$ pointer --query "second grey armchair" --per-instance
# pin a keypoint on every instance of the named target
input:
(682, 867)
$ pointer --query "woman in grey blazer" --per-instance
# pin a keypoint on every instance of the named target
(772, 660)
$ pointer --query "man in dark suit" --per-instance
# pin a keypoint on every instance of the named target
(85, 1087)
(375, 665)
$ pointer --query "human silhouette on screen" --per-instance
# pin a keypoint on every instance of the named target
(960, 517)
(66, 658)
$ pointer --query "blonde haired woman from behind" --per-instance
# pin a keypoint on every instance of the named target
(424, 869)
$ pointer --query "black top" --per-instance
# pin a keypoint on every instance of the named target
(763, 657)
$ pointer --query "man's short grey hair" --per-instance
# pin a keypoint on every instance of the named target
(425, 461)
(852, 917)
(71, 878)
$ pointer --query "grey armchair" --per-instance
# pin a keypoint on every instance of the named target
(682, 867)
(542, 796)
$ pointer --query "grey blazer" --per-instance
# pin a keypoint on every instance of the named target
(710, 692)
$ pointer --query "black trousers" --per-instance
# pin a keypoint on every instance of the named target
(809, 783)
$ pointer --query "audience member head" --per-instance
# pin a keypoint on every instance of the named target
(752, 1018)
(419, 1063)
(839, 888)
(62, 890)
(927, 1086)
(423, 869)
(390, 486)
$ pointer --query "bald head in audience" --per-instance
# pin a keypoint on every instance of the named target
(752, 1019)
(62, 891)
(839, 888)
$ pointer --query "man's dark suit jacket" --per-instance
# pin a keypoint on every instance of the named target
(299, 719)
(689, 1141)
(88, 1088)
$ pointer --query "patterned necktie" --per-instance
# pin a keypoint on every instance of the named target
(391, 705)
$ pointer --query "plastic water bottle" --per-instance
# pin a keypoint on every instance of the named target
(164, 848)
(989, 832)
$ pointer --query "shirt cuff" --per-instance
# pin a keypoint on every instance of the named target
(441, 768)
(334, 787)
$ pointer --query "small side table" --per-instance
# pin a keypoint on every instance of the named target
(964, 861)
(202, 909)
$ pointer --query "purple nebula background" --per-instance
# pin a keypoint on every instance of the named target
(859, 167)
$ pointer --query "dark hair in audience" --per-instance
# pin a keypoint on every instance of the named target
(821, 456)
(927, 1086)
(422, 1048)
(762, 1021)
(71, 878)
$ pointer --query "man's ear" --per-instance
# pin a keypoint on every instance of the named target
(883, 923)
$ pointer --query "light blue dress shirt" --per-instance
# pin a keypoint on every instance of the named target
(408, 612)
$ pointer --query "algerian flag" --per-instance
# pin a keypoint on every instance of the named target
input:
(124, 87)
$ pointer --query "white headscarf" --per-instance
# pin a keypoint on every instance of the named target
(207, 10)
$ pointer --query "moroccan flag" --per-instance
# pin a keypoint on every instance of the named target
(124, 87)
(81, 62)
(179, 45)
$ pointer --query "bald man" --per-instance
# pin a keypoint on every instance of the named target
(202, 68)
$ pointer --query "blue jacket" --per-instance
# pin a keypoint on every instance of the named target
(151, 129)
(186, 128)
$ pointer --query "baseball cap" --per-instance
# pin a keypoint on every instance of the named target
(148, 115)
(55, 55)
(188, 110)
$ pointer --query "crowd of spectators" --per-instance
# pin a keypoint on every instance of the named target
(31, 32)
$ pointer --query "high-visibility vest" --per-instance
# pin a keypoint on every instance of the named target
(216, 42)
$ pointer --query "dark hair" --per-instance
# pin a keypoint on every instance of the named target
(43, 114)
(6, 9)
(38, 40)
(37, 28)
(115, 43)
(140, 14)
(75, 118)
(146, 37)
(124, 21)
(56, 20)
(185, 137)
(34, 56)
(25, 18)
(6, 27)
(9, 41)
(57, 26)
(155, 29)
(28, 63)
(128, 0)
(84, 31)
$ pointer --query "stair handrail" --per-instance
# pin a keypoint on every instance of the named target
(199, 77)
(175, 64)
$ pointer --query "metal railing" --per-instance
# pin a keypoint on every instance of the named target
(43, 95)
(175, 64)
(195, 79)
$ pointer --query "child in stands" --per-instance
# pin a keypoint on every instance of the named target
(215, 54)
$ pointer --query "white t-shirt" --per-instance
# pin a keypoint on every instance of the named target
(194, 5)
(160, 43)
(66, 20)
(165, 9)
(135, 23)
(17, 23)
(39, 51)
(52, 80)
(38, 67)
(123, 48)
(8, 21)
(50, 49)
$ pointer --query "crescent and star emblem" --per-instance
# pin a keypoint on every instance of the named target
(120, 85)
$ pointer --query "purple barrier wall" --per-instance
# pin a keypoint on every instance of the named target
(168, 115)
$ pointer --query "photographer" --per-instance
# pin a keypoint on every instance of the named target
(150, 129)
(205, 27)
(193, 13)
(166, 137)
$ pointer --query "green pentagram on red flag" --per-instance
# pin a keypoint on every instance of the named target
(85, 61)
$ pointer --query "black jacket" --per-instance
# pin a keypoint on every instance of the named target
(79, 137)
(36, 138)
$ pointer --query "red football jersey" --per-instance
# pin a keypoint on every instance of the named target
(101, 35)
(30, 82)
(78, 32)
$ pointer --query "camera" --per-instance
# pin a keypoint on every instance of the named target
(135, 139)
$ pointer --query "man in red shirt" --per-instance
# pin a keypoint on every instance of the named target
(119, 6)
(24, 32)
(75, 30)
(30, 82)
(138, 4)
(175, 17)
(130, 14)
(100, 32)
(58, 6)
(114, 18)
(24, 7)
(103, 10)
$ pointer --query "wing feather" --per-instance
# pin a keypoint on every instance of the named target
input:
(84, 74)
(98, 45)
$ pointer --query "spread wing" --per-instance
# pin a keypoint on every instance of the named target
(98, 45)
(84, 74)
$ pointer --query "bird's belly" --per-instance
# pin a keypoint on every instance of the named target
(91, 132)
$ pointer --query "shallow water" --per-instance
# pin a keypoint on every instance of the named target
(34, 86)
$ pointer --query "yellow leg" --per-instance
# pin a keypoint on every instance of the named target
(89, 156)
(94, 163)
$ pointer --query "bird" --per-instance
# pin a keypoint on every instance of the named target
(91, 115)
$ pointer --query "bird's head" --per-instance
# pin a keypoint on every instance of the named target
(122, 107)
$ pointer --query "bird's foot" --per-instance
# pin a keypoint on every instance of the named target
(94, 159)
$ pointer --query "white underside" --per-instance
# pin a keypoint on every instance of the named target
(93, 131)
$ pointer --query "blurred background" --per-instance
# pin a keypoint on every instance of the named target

-=-=-

▶ TASK TO COMPLETE:
Find the word "jacket" in the data and show each line that holds it.

▶ RESULT OF THIS EXERCISE:
$ pointer --query "man's dark suit jacket" --per-instance
$ pointer --query "blue jacket" --per-instance
$ pointer --query "black jacket" --per-instance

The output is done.